--- BEGIN GIVEN RECORDS ---

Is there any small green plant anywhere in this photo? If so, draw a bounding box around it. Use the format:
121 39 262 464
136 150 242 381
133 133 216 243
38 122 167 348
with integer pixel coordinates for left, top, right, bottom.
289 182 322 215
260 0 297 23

--- END GIVEN RECORDS ---

Gather every line in the entries above that contains the string "format" and copy each one out. Case counts.

▶ _TASK RESULT_:
Is there any small green plant anywhere in this photo? If so, draw a bounding box around it. Use the format:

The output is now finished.